WORK TO BE COMPLETED –
Write out every entry exactly as it stands.

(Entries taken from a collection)
================

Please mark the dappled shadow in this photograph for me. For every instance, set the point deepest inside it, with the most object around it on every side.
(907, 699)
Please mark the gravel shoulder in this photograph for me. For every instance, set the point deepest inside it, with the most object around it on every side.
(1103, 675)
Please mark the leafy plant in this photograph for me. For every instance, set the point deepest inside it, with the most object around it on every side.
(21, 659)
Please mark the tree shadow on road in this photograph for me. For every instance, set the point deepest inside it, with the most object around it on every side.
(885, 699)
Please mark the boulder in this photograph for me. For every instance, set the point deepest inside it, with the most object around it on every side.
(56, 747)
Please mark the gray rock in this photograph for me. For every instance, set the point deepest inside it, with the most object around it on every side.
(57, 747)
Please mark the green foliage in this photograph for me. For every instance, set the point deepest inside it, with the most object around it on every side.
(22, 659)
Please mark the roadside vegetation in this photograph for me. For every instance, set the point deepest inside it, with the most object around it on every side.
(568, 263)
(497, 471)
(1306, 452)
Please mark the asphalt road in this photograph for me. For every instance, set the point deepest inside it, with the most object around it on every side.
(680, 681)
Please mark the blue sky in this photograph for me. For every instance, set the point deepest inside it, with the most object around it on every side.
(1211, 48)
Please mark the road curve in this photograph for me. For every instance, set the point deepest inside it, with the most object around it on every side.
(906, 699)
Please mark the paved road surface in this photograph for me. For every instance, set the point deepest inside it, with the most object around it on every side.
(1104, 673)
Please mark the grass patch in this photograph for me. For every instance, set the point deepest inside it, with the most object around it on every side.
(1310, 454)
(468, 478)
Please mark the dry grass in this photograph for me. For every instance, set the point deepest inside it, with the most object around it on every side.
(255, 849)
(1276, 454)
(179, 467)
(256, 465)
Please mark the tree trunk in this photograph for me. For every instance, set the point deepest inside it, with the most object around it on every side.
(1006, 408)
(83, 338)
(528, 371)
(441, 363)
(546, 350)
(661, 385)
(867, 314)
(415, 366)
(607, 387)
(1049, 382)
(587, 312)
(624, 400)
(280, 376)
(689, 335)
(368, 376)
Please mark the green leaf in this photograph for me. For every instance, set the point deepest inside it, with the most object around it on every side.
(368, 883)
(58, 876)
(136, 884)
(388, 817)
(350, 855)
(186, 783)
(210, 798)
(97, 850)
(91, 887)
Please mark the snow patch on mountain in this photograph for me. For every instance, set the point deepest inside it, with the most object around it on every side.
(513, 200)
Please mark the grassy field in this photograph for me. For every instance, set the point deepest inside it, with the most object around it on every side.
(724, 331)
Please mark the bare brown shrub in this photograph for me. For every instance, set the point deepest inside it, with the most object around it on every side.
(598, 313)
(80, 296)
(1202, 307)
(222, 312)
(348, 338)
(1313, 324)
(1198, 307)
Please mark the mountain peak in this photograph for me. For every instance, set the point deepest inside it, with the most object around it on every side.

================

FINISHED ANSWER –
Please mark the dappled shadow in this photograph for me. For every instance, set the point deepest inside it, with the most object around it on every side.
(907, 699)
Please mark the gravel shoulder in this photograph for me. For every instance, set the point deepest inside it, with the most object around it on every side.
(1103, 675)
Please mark the leafy plant in this photograph for me. For every instance, set the point deepest inside it, with the most object around it on every side.
(21, 659)
Please mark the tree shadow on road in this photograph for me. For every instance, set the point deepest inside it, with the most object around it on every side.
(885, 699)
Please mark the boulder in this photograph for me. For every instance, set the point deepest inside it, with the most object around it on every side.
(56, 747)
Please mark the gray rock in this photograph for me. For every instance, set the point deepest inside it, with the most object around it on every side.
(57, 747)
Please mark the green foliage in this photograph for me. For every instance, set the point deepest inside it, with the most object around it on every side.
(22, 659)
Please mark the roadside vegetation in this photograph for me. For every instance, set the point deepest inside it, with the most object around it on every side.
(568, 263)
(497, 471)
(1306, 452)
Please mark the asphalt road in this photograph for me. For every instance, set the point deepest inside it, with the most object around it on every side.
(680, 681)
Please mark the blue sky in this photograph for me. For every instance, set the point deepest inside it, with the most object around it on every side.
(1211, 48)
Please mark the road curve in this photograph for me. For every instance, set the point deepest inside it, with the most object around it on every side.
(906, 699)
Please mark the paved road surface in this photograph for me. For every instance, set the point deepest inside it, with the most object around it on every side.
(1104, 673)
Please mark the grass patch in this photograph for me. For every instance, set the point deepest inside it, with the most object around it on every side.
(1310, 454)
(468, 478)
Please mark the dry grass in this photograph for me. For every instance, set the point deepest inside it, with the most object around it on every side.
(255, 849)
(1276, 454)
(179, 467)
(256, 465)
Please mark the tree trunk in this photograph for me. For every instance, set the point deepest inside it, with the most object around it on every side.
(1006, 408)
(83, 338)
(528, 371)
(441, 363)
(546, 350)
(661, 385)
(867, 314)
(415, 366)
(607, 387)
(1049, 382)
(587, 312)
(624, 400)
(280, 376)
(689, 335)
(368, 376)
Please mark the green leaf in this photograph for me. For every instance, set the point deepest inside it, with the most object around it on every side.
(368, 883)
(58, 876)
(136, 884)
(388, 817)
(350, 855)
(186, 783)
(210, 798)
(97, 850)
(91, 887)
Please mark the snow patch on mountain in this photograph for me. For every instance, set the point deepest inside it, with the most object around it on every side.
(513, 200)
Please mark the grassy field in this photograph for me. For every instance, set the point deepest inside it, with the most object around it on every side.
(724, 331)
Please mark the bare brown shrub in this photograph for me. For every instance, set the point deepest inside it, with the most object around it on every side.
(598, 313)
(80, 296)
(1202, 307)
(222, 312)
(348, 338)
(1313, 324)
(1198, 307)
Please mark the mountain peak in this photograph for me. For every instance, set the point deepest inside it, with the most object around it on every side.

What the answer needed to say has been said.